= Work to be completed =
Quote every one of the records below word for word, leaving the pictures out of your answer.

--*--

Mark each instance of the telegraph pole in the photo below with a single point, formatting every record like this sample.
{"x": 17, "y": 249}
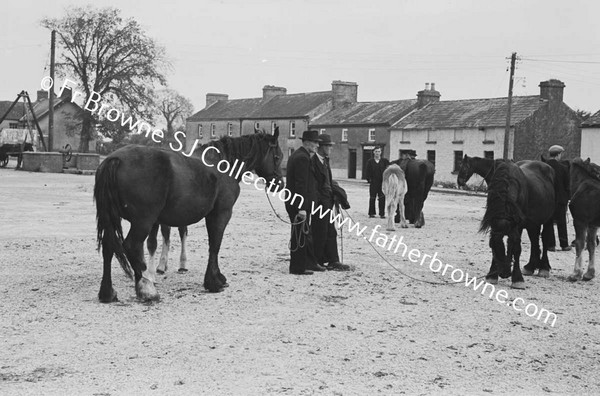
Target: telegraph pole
{"x": 513, "y": 59}
{"x": 51, "y": 95}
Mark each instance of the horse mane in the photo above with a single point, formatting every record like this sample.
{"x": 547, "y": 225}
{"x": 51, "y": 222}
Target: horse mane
{"x": 589, "y": 168}
{"x": 246, "y": 148}
{"x": 499, "y": 205}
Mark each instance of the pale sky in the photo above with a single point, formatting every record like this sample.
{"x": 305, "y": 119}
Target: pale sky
{"x": 389, "y": 48}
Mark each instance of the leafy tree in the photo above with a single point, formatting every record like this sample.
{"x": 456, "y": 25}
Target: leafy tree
{"x": 111, "y": 56}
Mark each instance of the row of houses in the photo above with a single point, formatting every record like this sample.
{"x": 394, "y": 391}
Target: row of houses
{"x": 440, "y": 131}
{"x": 67, "y": 123}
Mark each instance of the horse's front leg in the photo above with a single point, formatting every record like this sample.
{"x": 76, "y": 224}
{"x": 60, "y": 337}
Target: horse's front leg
{"x": 591, "y": 242}
{"x": 216, "y": 222}
{"x": 580, "y": 237}
{"x": 514, "y": 243}
{"x": 183, "y": 255}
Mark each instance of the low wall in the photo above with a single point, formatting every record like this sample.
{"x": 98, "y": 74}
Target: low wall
{"x": 42, "y": 162}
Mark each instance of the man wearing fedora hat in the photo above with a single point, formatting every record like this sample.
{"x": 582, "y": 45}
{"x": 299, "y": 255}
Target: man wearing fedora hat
{"x": 300, "y": 179}
{"x": 324, "y": 232}
{"x": 562, "y": 193}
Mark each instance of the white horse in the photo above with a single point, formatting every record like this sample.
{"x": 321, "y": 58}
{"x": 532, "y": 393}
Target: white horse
{"x": 394, "y": 188}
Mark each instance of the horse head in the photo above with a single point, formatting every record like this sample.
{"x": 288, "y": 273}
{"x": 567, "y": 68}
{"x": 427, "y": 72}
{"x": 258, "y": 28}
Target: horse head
{"x": 269, "y": 167}
{"x": 465, "y": 171}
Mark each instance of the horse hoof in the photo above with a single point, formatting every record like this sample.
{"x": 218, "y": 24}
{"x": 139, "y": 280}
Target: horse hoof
{"x": 146, "y": 291}
{"x": 108, "y": 299}
{"x": 544, "y": 273}
{"x": 527, "y": 272}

--*--

= Output for this task =
Mark each instance of the telegraph pole in the photo below with a single point, formatting every record like this sample.
{"x": 17, "y": 249}
Target: telegraph pole
{"x": 513, "y": 59}
{"x": 51, "y": 95}
Mark each instance of the horse mane in the photo above with a single point, formatting every record like this sample.
{"x": 547, "y": 225}
{"x": 51, "y": 222}
Target: horse mane
{"x": 589, "y": 168}
{"x": 246, "y": 148}
{"x": 499, "y": 205}
Mark each instance of the pale sky in the photo above with a single point, formatting every record like this sample.
{"x": 305, "y": 119}
Target: pale sky
{"x": 389, "y": 48}
Mark each instance of the leafy tree in the photo above with a single point, formatting every record like this sample.
{"x": 456, "y": 25}
Target: leafy tree
{"x": 111, "y": 56}
Mark each instance of the row of houses in the photo above with a single point, formatting every record like this sample.
{"x": 394, "y": 391}
Target: row of houses
{"x": 440, "y": 131}
{"x": 67, "y": 123}
Mark each instance of the horse's front leg in the photo above with a single point, formatting every record like this sample.
{"x": 76, "y": 224}
{"x": 60, "y": 337}
Target: horse's front leg
{"x": 591, "y": 242}
{"x": 216, "y": 222}
{"x": 580, "y": 237}
{"x": 514, "y": 243}
{"x": 183, "y": 255}
Mark each instance of the low wall in the photo above with a single point, formatting every record like this sample.
{"x": 98, "y": 74}
Target: low wall
{"x": 42, "y": 162}
Mark each instance of the man wearing fedora hat in the photo above with a single point, formatting every record like this sample.
{"x": 582, "y": 45}
{"x": 299, "y": 255}
Target: man wearing fedora hat
{"x": 300, "y": 179}
{"x": 324, "y": 232}
{"x": 562, "y": 193}
Mark each instance of the white horse in the photo above with a single point, formatting every record like this sample.
{"x": 321, "y": 58}
{"x": 532, "y": 393}
Target: white horse
{"x": 394, "y": 188}
Mark each instance of the horse head in the photo above with a single point, formatting every record like this sample.
{"x": 288, "y": 273}
{"x": 567, "y": 68}
{"x": 427, "y": 72}
{"x": 258, "y": 28}
Target: horse head
{"x": 269, "y": 167}
{"x": 465, "y": 171}
Mark each instance of the horse hoof in the photo above with a single point, formatting every record like this sample.
{"x": 218, "y": 24}
{"x": 139, "y": 280}
Target: horse hoof
{"x": 146, "y": 291}
{"x": 108, "y": 299}
{"x": 544, "y": 273}
{"x": 527, "y": 272}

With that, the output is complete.